‘Doctor Strange’ – Sorcerer Supreme on Disney+

Benedict Cumberbatch is the Master of the Mystic Arts in the Marvel Studios movie

Doctor Strange (2016), the Sorcerer Supreme of Marvel Comics, is the latest comic book hero to join Marvel’s cinematic universe and Benedict Cumberbatch (in his best impression of American arrogance) plays the broken neurosurgeon who dons the Cloak of Levitation and the Eye of Agamotto to bring magic to the MCU.

He’s Stephen Strange, a surgical superstar who ruins his hands in a car wreck (spectacular, of course, with all the CGI at the disposal of Marvel Studios to turn a fiery crash into an apocalyptic event) and abandons the love of his life (fellow surgeon Rachel McAdams) in self-pity, desperate self-help miracle cures, and an odyssey to a Nepal monastery. He just wants his career back but a mysterious figure known as The Ancient One sends him on an astral trip to the heart of the galaxy and a journey to the center of him mind and he’s sold: “Teach me.”

Tilda Swinton plays The Ancient One, transforming the Chinese mystic master of the comics into a gender-neutral Druid who draws from ancient myths around the globe. The cultural shift was criticized as a form of whitewashing—there are few enough Asian roles in pop culture that rewriting one for a white performer is insulting at best—but I also appreciate the way that director/co-screenwriter Scott Derrickson opens up the cultural currents of the film. And for balance, he also turns Wong (Benedict Wong), the loyal Chinese manservant of the comics, into a powerful, witty, and worldly philosopher-warrior for the big screen.
# # # # #
TASKS FOR THIS EXERCISE »
1/ List every actor the Doctor Strange review names as playing a role in the film.
2/ Please turn the Doctor Strange review's paragraph beginning "Tilda Swinton plays The Ancient One" into a short bulleted list that keeps its main facts.
# # # # #
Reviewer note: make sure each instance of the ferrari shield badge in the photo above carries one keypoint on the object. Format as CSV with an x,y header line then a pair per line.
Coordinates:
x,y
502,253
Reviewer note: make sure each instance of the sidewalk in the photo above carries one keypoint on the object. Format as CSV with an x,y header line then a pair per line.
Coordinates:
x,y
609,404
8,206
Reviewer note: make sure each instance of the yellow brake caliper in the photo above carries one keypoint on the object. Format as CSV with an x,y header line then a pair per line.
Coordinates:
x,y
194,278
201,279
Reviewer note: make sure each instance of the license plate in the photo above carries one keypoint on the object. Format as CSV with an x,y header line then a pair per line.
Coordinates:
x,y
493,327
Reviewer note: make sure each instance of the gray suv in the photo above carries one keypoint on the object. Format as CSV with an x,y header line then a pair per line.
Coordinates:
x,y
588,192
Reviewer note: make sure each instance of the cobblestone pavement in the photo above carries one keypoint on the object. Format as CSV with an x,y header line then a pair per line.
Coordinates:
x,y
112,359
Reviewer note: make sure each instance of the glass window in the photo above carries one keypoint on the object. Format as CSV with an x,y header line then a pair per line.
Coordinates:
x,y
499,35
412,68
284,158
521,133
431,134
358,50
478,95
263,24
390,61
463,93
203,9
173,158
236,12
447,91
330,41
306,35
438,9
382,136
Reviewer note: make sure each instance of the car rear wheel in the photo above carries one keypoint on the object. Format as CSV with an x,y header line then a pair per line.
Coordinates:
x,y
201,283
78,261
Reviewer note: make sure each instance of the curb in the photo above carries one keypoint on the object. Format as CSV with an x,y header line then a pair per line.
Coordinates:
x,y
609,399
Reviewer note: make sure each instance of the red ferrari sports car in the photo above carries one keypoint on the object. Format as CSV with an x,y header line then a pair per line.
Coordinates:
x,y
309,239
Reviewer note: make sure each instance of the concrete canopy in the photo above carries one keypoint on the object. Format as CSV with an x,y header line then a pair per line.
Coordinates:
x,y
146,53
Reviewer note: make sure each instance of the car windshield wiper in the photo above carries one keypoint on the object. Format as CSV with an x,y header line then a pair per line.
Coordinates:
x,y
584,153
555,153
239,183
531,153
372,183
# # # # #
RESULTS »
1/
Benedict Cumberbatch
Rachel McAdams
Tilda Swinton
Benedict Wong

2/
- Tilda Swinton plays The Ancient One, who changes from the Chinese mystic master of the comics into a gender-neutral Druid drawing on ancient myths from around the globe.
- The change was criticized as whitewashing, because Asian roles in pop culture are few enough that rewriting one for a white performer is insulting at best.
- The reviewer still appreciates how director and co-screenwriter Scott Derrickson opens up the film's cultural currents.
- For balance, Wong (Benedict Wong), the loyal Chinese manservant of the comics, becomes a powerful, witty, and worldly philosopher-warrior on the big screen.